**Required task**: Turn all of the material below into a numbered list with one line per item, skipping any blank lines. Leave the pictures out of your answer.

>> Begin Record extracts

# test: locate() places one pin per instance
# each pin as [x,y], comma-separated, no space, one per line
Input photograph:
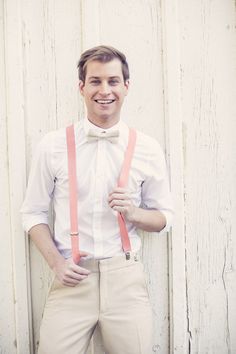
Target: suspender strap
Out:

>> End Record extracts

**Task response**:
1. # test: locate() places one pin per instance
2. # each pin as [x,y], comma-separated, no space, one per line
3. Input photograph:
4. Target: suspender strap
5. Out:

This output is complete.